(Excerpted text):
▬▬▬▬▬▬

ES4 draft meta-issues
On Feb 27, 2008, at 9:00 AM, Lars Hansen wrote:
Meta-level methods
The predefined namespace "meta" is used for methods that
participate in language-level protocols: invocation and property access and
update. A class that defines meta::invoke is callable as a function (the meta::invoke method is invoked in response to the call); the
meta::get, meta::set, meta::has, and meta::delete methods are invoked in response to accesses to non-fixture properties on the object.
Pedantry alert, forgive me -- but it may be important to know that
meta::invoke has static and instance forms.
Given class C { ... meta static function invoke(...) ... }, you can
call C as a function:
x = y + C(z);
This is used, e.g., by class Date in builtins/Date.es.
If you define a non-static function (a method) named meta::invoke
(via class C { ... meta function invoke(...) ... }), then as with
meta::get, etc., it is the instances of C that are themselves callable:
c = new C; x = y + c(z);
So there's a meta function invoke(...) ... in class Function in the
RI's builtins/Function.es, for example.

▬▬▬▬▬▬

(Extracted records):
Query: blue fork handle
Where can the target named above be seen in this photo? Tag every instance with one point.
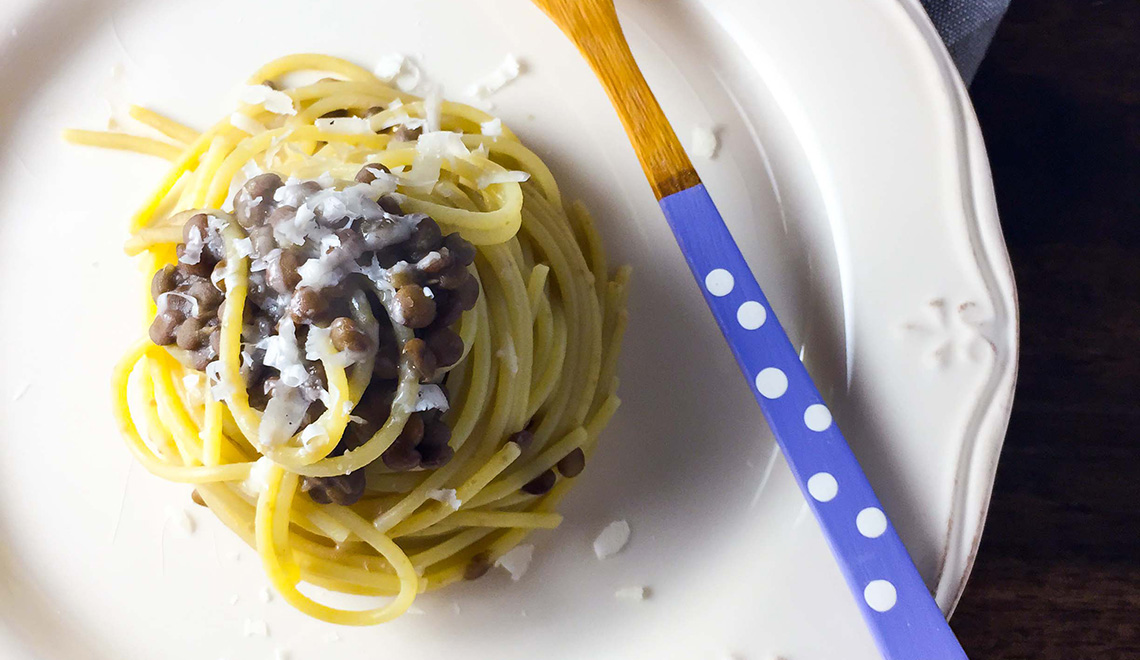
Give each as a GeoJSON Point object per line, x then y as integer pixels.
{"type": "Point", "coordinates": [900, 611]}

▬▬▬▬▬▬

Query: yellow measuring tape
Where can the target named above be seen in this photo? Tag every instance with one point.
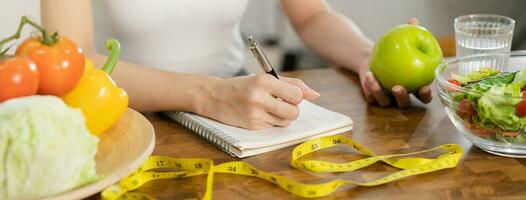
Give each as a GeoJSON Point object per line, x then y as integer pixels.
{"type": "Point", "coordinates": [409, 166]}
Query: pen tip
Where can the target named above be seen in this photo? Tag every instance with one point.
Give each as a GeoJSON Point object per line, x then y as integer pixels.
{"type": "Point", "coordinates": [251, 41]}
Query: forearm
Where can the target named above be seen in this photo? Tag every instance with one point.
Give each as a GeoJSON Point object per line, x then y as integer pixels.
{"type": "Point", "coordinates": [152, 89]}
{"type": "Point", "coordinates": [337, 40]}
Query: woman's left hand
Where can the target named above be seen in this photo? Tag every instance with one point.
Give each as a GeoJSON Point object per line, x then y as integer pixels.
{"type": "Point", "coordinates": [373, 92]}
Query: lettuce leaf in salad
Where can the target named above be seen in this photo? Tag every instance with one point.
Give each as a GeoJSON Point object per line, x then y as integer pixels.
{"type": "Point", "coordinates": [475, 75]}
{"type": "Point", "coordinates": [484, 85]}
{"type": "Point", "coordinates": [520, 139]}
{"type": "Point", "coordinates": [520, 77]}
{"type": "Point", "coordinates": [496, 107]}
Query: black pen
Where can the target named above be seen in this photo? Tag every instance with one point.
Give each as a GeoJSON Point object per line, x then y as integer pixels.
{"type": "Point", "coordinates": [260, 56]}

▬▬▬▬▬▬

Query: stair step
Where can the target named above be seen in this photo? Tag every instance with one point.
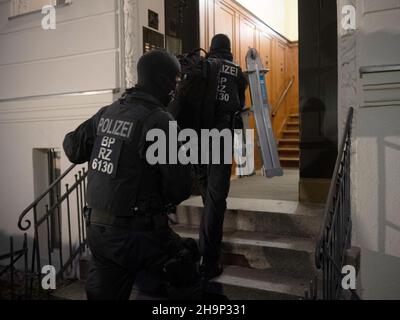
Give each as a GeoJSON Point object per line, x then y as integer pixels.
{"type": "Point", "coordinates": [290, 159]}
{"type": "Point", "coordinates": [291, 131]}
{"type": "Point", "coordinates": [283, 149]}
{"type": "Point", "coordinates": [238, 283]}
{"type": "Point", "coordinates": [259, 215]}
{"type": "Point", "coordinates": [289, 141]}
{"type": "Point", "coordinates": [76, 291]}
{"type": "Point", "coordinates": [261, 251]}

▬▬▬▬▬▬

(Written instruction):
Please reproduce the ES4 meta-methods post above word for word, from start to finish.

(Response for this exercise):
ES4 draft meta-issues
On Feb 27, 2008, at 9:00 AM, Lars Hansen wrote:
Meta-level methods
The predefined namespace "meta" is used for methods that
participate in language-level protocols: invocation and property access and
update. A class that defines meta::invoke is callable as a function (the meta::invoke method is invoked in response to the call); the
meta::get, meta::set, meta::has, and meta::delete methods are invoked in response to accesses to non-fixture properties on the object.
Pedantry alert, forgive me -- but it may be important to know that
meta::invoke has static and instance forms.
Given class C { ... meta static function invoke(...) ... }, you can
call C as a function:
x = y + C(z);
This is used, e.g., by class Date in builtins/Date.es.
If you define a non-static function (a method) named meta::invoke
(via class C { ... meta function invoke(...) ... }), then as with
meta::get, etc., it is the instances of C that are themselves callable:
c = new C; x = y + c(z);
So there's a meta function invoke(...) ... in class Function in the
RI's builtins/Function.es, for example.